## Problem
Please go through the records below and gather every line that contains the word "soccer". Copy each of those lines as it appears.

## Dataset extract
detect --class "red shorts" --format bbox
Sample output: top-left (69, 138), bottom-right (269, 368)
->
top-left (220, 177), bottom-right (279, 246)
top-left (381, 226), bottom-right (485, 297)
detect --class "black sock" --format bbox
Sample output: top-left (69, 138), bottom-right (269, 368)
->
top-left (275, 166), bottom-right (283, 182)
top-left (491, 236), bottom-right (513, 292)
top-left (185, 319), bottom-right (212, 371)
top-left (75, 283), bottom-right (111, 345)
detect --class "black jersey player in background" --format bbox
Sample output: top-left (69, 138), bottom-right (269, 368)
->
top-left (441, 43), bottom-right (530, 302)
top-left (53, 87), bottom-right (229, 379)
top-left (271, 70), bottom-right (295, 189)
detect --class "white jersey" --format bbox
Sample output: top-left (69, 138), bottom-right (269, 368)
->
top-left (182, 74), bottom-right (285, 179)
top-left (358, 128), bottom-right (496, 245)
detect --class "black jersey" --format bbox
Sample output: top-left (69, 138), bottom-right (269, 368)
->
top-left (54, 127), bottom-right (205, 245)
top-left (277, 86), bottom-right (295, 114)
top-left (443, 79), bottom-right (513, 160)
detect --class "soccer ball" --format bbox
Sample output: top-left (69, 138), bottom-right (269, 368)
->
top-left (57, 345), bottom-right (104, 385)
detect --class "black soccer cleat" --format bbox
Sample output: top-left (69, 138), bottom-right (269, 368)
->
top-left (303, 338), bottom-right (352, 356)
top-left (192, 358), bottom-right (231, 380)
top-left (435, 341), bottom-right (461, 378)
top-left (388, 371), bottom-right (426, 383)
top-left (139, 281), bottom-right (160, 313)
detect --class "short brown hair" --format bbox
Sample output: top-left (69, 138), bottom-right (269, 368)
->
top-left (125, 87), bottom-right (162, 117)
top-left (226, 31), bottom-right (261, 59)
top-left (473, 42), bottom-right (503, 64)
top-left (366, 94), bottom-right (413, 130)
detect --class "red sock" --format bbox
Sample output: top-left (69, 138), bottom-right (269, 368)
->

## Task response
detect --class "soccer ball" --format bbox
detect --class "black soccer cleat" --format bbox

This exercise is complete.